All of the entries need to be copied character for character.

Dataset items
____________________
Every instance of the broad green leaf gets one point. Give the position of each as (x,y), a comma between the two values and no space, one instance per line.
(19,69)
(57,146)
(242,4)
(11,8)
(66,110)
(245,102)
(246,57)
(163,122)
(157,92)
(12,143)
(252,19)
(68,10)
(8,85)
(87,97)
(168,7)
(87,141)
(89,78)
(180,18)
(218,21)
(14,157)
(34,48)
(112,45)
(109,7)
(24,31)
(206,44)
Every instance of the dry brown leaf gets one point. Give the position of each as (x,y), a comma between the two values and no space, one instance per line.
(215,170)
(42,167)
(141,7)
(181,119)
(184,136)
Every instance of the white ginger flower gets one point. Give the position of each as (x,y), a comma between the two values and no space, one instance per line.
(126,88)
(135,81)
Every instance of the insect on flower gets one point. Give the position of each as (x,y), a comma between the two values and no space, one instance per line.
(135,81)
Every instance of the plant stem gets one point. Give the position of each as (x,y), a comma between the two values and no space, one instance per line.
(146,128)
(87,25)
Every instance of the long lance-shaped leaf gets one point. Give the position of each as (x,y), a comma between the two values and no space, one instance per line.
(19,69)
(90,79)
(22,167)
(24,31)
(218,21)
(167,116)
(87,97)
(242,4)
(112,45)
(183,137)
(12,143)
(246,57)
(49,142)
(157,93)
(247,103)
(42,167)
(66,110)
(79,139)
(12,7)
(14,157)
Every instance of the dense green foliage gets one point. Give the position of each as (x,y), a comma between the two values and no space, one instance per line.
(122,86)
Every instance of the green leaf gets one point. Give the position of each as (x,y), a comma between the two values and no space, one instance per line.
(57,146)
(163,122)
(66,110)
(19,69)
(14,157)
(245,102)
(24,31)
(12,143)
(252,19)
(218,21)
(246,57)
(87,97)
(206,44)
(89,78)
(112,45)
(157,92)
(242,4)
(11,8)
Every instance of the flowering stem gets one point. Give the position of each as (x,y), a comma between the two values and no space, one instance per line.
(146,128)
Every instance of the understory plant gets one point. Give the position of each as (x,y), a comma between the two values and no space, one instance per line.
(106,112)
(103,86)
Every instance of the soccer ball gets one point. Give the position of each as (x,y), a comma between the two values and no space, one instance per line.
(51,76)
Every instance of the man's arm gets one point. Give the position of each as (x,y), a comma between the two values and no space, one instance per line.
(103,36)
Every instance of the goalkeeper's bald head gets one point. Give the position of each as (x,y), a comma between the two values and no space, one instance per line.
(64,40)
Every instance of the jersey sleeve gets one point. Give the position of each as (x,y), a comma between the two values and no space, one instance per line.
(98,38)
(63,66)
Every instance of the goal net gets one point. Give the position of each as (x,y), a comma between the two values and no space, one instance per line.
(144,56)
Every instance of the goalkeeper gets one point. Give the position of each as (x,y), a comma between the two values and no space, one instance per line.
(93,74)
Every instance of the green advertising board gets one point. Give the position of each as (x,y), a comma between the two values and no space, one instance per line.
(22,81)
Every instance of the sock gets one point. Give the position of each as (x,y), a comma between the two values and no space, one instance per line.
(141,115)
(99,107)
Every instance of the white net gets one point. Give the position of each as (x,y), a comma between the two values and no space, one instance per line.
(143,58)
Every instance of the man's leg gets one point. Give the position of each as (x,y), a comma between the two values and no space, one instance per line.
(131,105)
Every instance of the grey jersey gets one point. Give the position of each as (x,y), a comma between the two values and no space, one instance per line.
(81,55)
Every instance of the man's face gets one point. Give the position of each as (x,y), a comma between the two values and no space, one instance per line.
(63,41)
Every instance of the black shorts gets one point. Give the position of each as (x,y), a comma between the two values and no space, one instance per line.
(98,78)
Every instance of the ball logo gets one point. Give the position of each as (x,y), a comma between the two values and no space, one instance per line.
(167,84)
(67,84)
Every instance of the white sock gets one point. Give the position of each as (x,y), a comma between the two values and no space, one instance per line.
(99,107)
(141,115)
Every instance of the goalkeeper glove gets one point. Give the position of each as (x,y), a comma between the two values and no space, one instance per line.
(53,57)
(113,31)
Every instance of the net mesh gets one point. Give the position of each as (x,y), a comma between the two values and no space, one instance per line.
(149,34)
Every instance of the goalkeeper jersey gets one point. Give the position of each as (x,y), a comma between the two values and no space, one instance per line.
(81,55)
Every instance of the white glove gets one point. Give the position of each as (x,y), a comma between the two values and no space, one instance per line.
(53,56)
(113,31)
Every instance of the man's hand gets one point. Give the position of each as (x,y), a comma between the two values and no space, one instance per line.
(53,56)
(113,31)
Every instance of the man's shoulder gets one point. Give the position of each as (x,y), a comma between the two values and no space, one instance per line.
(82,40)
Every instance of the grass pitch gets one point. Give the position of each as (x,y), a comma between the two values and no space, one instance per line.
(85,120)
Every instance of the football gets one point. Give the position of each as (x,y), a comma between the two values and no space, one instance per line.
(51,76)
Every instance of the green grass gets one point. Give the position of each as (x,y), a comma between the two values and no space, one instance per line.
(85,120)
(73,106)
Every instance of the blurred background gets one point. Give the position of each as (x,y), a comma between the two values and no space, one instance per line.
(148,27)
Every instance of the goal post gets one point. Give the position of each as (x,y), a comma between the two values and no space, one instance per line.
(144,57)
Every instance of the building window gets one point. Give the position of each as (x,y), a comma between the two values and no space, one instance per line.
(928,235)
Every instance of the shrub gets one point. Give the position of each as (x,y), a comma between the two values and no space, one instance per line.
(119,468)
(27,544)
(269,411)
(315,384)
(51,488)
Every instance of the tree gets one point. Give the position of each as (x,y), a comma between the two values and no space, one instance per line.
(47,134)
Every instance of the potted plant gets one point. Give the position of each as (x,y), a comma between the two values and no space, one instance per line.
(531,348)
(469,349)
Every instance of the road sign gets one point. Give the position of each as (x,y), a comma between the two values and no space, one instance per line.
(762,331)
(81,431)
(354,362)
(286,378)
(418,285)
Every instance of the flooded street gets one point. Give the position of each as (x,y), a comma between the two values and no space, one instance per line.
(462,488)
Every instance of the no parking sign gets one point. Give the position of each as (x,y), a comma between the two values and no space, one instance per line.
____________________
→ Task response
Every instance of the broad green leaf gets one point. Give the position of each as (x,y), a comma between the two values and no space, one instance per line.
(19,69)
(57,146)
(242,4)
(11,8)
(66,110)
(245,102)
(246,57)
(163,122)
(157,92)
(12,143)
(252,19)
(68,10)
(8,85)
(87,97)
(168,7)
(87,141)
(89,78)
(180,18)
(218,21)
(14,157)
(34,48)
(112,45)
(109,7)
(24,31)
(206,44)
Every instance of the dry brown leaf gets one point. Give the position of each as (x,y), a comma between the two values and no space, one instance per line.
(215,170)
(42,167)
(141,7)
(181,119)
(184,136)
Every instance of the white ginger flower gets one point. Give the position of each as (x,y), a comma between the two values and no space, one instance per line.
(126,88)
(135,81)
Every instance of the insect on flower gets one point. Give the position of each as (x,y), a comma between the two values and no space, one instance per line.
(135,81)
Every instance of the plant stem gets one point. Give the position of each as (x,y), a comma between the two values and no space, one instance per line.
(146,128)
(87,25)
Every instance of the long lance-shaped leaf gets one point. Give the position of each as (x,y), a comma between the two values and no space, one instance per line.
(19,69)
(90,79)
(22,167)
(24,31)
(218,21)
(167,116)
(87,97)
(242,4)
(112,45)
(183,137)
(12,143)
(246,57)
(49,142)
(157,93)
(247,103)
(42,167)
(66,110)
(79,139)
(12,7)
(14,157)
Every instance of the dense green foliage gets one point. Give the position of each as (x,y), a comma between the two values and no space, one instance per line.
(122,86)
Every instance of the green leaf gets one point. Give the position of each as (x,y), a comma between the two values and no space, one instance per line.
(57,146)
(163,122)
(66,110)
(19,69)
(14,157)
(245,102)
(24,31)
(12,143)
(252,19)
(218,21)
(246,57)
(87,97)
(206,44)
(89,78)
(112,45)
(157,92)
(242,4)
(11,8)
Every instance of the flowering stem gets one point. Give the position of each as (x,y), a comma between the two values and no space, one instance per line.
(146,128)
Every instance of the understory plant gets one point. Give the position of each as (x,y), a comma between the two values and no space, one instance per line.
(106,112)
(103,86)
Every instance of the soccer ball gets one point. Give the position of each as (x,y), a comma between the two values and no space, one instance per line.
(51,76)
Every instance of the man's arm gets one point. Give the position of each as (x,y), a comma between the two values and no space, one instance per line.
(103,36)
Every instance of the goalkeeper's bald head gets one point. Give the position of each as (x,y), a comma between the two values and no space, one instance per line.
(64,40)
Every instance of the jersey sleeve gets one point. Give the position of each as (x,y), a comma between the two values and no space, one instance per line.
(98,38)
(63,66)
Every instance of the goal net gets one point. Give the position of each as (x,y), a comma between the two values and no space, one instance per line.
(144,56)
Every instance of the goalkeeper gets one point. Give the position of each as (x,y), a comma between the two values and no space, one instance per line.
(93,74)
Every instance of the green advertising board gets one point. Give the position of each as (x,y), a comma between the two values and no space, one instance per line.
(22,81)
Every instance of the sock gets one point. Give the position of each as (x,y), a comma between the two values and no space, one instance per line.
(141,115)
(99,107)
Every instance of the white net gets one point. Give the position of each as (x,y), a comma between the two values and no space, one instance per line.
(143,58)
Every instance of the man's leg gets one point. Give the position of each as (x,y), a comma between the two values and no space, one instance per line.
(131,105)
Every instance of the grey jersey gets one point. Give the position of each as (x,y), a comma between the two values and no space, one instance per line.
(81,55)
Every instance of the man's face gets one point. Give the position of each as (x,y), a comma between the two values and no space, one instance per line.
(63,41)
Every instance of the black shorts gets one point. Give the position of each as (x,y), a comma between the two values and no space, one instance per line.
(98,78)
Every instance of the ball logo gets one point. Give the position of each as (x,y), a comma between the two values and no space, one instance per line.
(167,84)
(67,84)
Every instance of the white sock gets one point. Give the position of each as (x,y), a comma between the two values and no space, one instance per line.
(99,107)
(141,115)
Every instance of the goalkeeper glove gets one point. Give the position of each as (x,y), a comma between the two values and no space, one instance per line.
(53,57)
(113,31)
Every instance of the net mesh gets one point. Give the position of each as (x,y), a comma between the two values and no space, one instance per line.
(149,34)
Every instance of the goalkeeper jersey gets one point. Give the position of each as (x,y), a comma between the two values and no space, one instance per line.
(81,55)
Every instance of the white glove gets one point. Give the position of each as (x,y), a comma between the two values and no space, one instance per line.
(53,56)
(113,31)
Every instance of the man's hand gets one point. Give the position of each as (x,y), a comma between the two values and no space, one instance per line.
(53,56)
(113,31)
Every instance of the man's shoulder gets one point. Give the position of each as (x,y), a comma between the two values and no space, one instance per line.
(82,40)
Every instance of the grass pitch gets one point. Give the position of each as (x,y), a comma between the two values and no space, one instance per line.
(85,120)
Every instance of the football gets one point. Give the position of each as (x,y), a comma between the two values and no space, one instance per line.
(51,76)
Every instance of the green grass gets one point. Give the position of each as (x,y), a comma between the two values and no space, one instance per line.
(85,120)
(73,106)
Every instance of the blurred background gets one point. Give the position of each as (x,y), a comma between the two values and no space, one instance per line.
(148,27)
Every instance of the goal post gets one point. Give the position of each as (x,y), a comma between the two values and no space, one instance per line.
(144,57)
Every instance of the building window gets one point. Give the position of each as (x,y), a comma between the two values and no space, one instance per line.
(928,235)
Every instance of the shrub gets one point. Give the position of each as (x,y), a comma between the two values and no space, one instance per line.
(119,468)
(27,544)
(269,411)
(315,384)
(51,488)
Every instance of the tree gets one point. Give the position of each as (x,y), a comma between the two values and no space, one instance per line.
(47,134)
Every instance of the potted plant gets one point. Give the position of each as (x,y), a comma between the two values and no space, one instance per line.
(531,348)
(469,349)
Every instance of the road sign gets one point. Give the position of each as (x,y), a comma between the two values and no space, one instance per line.
(762,331)
(81,431)
(354,362)
(286,378)
(418,285)
Every instance of the flooded street gets one point. Give the position of each as (x,y), a comma between the two values and no space, one instance per line.
(462,488)
Every instance of the no parking sign gets one point. Give the position of each as (x,y), a comma between the two values and no space, one instance per line.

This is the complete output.